Type out the full set of entries again, unchanged.

═════ RECORDS SUPPLIED ═════

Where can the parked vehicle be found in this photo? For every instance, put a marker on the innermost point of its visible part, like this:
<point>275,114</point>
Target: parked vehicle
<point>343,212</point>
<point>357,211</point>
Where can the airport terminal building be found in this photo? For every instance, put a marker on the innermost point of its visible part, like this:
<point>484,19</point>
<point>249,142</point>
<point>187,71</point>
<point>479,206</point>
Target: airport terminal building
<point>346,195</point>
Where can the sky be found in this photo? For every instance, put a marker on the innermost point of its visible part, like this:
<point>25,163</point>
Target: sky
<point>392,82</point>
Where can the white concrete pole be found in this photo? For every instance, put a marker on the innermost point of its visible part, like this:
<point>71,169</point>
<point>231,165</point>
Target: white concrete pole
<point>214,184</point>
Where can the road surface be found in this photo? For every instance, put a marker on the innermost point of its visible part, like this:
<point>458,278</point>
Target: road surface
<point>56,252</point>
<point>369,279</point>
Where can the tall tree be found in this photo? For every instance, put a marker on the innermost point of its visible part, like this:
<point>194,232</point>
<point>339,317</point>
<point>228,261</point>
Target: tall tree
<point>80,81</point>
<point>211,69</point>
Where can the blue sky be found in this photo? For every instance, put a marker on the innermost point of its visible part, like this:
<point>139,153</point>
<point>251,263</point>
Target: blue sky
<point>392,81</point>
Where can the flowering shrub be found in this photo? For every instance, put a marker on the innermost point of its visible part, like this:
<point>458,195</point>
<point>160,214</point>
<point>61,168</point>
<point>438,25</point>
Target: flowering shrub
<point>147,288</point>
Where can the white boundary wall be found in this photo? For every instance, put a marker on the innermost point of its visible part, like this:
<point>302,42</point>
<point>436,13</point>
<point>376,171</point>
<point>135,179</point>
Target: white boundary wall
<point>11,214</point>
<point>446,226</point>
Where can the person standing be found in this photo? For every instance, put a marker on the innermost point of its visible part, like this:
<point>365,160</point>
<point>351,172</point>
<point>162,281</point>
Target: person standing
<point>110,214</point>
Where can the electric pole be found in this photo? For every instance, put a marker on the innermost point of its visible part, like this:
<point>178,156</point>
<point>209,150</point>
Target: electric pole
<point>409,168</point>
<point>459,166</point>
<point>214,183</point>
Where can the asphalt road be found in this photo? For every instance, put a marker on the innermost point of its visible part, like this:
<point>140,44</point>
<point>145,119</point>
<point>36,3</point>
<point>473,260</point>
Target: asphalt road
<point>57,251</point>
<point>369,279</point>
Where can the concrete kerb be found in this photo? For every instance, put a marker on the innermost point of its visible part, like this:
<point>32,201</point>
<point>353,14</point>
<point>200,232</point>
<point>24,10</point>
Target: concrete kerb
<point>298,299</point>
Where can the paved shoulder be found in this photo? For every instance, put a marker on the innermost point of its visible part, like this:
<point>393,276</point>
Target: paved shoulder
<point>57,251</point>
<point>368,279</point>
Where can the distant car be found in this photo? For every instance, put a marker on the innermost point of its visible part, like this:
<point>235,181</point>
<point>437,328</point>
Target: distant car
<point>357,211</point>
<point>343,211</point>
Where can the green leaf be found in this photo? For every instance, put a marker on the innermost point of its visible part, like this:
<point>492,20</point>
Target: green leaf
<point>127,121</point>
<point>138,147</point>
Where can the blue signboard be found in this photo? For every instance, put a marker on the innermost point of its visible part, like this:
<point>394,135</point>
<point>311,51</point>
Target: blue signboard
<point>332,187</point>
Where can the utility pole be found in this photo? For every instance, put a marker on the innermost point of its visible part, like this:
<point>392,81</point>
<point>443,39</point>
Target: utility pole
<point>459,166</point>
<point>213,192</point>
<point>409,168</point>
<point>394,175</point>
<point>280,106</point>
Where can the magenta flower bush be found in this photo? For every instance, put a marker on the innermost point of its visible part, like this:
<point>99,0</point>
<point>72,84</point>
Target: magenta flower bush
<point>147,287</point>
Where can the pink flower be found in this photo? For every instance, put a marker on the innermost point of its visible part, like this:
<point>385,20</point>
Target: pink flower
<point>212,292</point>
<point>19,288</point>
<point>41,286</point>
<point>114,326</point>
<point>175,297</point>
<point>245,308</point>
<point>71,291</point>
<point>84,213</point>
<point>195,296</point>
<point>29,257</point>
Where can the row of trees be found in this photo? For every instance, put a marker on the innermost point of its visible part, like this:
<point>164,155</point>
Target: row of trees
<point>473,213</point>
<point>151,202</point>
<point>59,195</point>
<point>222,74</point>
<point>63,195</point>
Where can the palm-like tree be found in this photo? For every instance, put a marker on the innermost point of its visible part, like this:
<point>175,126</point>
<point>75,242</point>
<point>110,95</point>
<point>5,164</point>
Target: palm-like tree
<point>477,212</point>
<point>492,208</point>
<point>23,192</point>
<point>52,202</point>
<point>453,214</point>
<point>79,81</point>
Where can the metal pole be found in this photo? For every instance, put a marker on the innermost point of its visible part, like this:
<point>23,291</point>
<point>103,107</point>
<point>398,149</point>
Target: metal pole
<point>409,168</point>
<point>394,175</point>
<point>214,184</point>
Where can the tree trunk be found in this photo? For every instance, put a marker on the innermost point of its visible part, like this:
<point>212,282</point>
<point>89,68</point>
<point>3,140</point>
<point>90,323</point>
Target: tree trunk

═════

EXERCISE SOLUTION -
Where can the parked vehicle be found in this photo? For every instance, put a marker on the innermost point of its visible part, like this:
<point>275,114</point>
Target: parked vehicle
<point>343,212</point>
<point>357,211</point>
Where can the airport terminal building be found in this photo? For every instance, put a marker on the innermost point of its visible part, like this:
<point>484,19</point>
<point>249,142</point>
<point>187,71</point>
<point>479,206</point>
Target: airport terminal building
<point>346,195</point>
Where can the sky be found in this photo? For every instance, put a marker on the innermost point of its visible part, like this:
<point>25,163</point>
Target: sky
<point>392,82</point>
Where can the white concrete pole be found in this photo? For every instance, put a marker on the innermost point of its visible part, like this:
<point>71,169</point>
<point>231,165</point>
Target: white concrete pole
<point>214,184</point>
Where can the road surface be found in this photo? For every instance, put a marker on the innermost point of its visible part, like this:
<point>458,278</point>
Target: road surface
<point>56,252</point>
<point>369,279</point>
Where can the tall tree be found in this photo? For every instance, put a marker on the innermost point of its visible part, like this:
<point>194,232</point>
<point>339,317</point>
<point>228,261</point>
Target: tall tree
<point>80,81</point>
<point>211,69</point>
Where can the blue sky be found in this photo? For every instance, put a marker on the innermost point of its visible part, like this:
<point>139,153</point>
<point>251,263</point>
Target: blue sky
<point>392,81</point>
Where can the flowering shrub be found in this photo? For every instance, put a marker on the innermost point of its visible part, like this:
<point>458,195</point>
<point>160,214</point>
<point>61,168</point>
<point>438,25</point>
Target: flowering shrub
<point>147,288</point>
Where can the white boundary wall be found in this photo? For every instance, put a marker on the innermost point of its visible part, like this:
<point>302,42</point>
<point>436,13</point>
<point>376,171</point>
<point>135,179</point>
Target: white boundary wall
<point>11,214</point>
<point>446,226</point>
Where can the person standing be found in this photo? For every instance, put a marker on the innermost point of its visible part, like this:
<point>365,160</point>
<point>351,172</point>
<point>162,281</point>
Target: person standing
<point>110,214</point>
Where can the electric pole be found in this photo? For every instance, put a marker on the innermost point of its visible part, like this:
<point>178,156</point>
<point>209,150</point>
Target: electric pole
<point>409,168</point>
<point>459,166</point>
<point>214,183</point>
Where can the asphalt road be found in this photo? For every instance, put a marker on the innermost point of its visible part, like this:
<point>140,44</point>
<point>145,119</point>
<point>36,3</point>
<point>473,260</point>
Target: asphalt road
<point>57,251</point>
<point>369,279</point>
Where can the concrete kerb be found in this photo? For every instance, put a marker on the innermost point of its visible part, like this:
<point>32,201</point>
<point>353,14</point>
<point>200,232</point>
<point>24,10</point>
Target: concrete kerb
<point>298,299</point>
Where can the paved shoulder be found in this photo? For every instance, put a marker on the innermost point of its visible part, like this:
<point>393,276</point>
Target: paved shoulder
<point>57,251</point>
<point>368,279</point>
Where can the distant car be found in this photo? For every instance, put a marker on the innermost point of its visible part, like this:
<point>235,181</point>
<point>437,328</point>
Target: distant car
<point>357,211</point>
<point>343,211</point>
Where can the green leaf be found in this photo? For every instance, put a marker on the innermost point of its visible part, like this:
<point>492,20</point>
Target: green leaf
<point>127,121</point>
<point>138,147</point>
Where can the blue signboard be found in this photo? For every instance, put a marker on the innermost point of its visible part, like this:
<point>394,135</point>
<point>311,51</point>
Target: blue signboard
<point>332,187</point>
Where can the utility pole be found in this photo? For every instance, put a marker on the innermost point of its visible part, like this:
<point>392,81</point>
<point>443,39</point>
Target: utility pole
<point>459,166</point>
<point>213,192</point>
<point>409,168</point>
<point>394,175</point>
<point>280,106</point>
Where can the magenta flower bush be found in this photo? For every instance, put a marker on the innermost point of its visible part, like this:
<point>99,0</point>
<point>72,84</point>
Target: magenta flower bush
<point>147,287</point>
Where can the pink flower be found in this photo? For every instance, put a marker on the innermost point of its visible part, like this:
<point>385,20</point>
Target: pink flower
<point>212,292</point>
<point>19,288</point>
<point>41,286</point>
<point>114,326</point>
<point>175,297</point>
<point>245,308</point>
<point>71,291</point>
<point>84,213</point>
<point>195,296</point>
<point>29,257</point>
Where can the row of trees be found in this photo? For every instance, put a marker on the innermost point of its visible part, like this:
<point>164,155</point>
Target: row of trees
<point>473,213</point>
<point>151,202</point>
<point>59,195</point>
<point>222,74</point>
<point>63,195</point>
Where can the palm-like tree be found in this photo? For every instance, put a marker on the innermost point of its visible part, like this:
<point>175,126</point>
<point>75,242</point>
<point>110,95</point>
<point>5,164</point>
Target: palm-like tree
<point>477,212</point>
<point>492,208</point>
<point>23,192</point>
<point>52,202</point>
<point>453,214</point>
<point>79,81</point>
Where can the metal pole be found in this photo? For every instance, put a marker on the innermost point of its visible part, like this:
<point>23,291</point>
<point>103,107</point>
<point>398,149</point>
Target: metal pole
<point>409,168</point>
<point>394,175</point>
<point>214,184</point>
Where can the tree trunk be found in this photo? For every instance, put a marker on the innermost point of its visible part, like this:
<point>212,282</point>
<point>89,68</point>
<point>3,140</point>
<point>90,323</point>
Target: tree trunk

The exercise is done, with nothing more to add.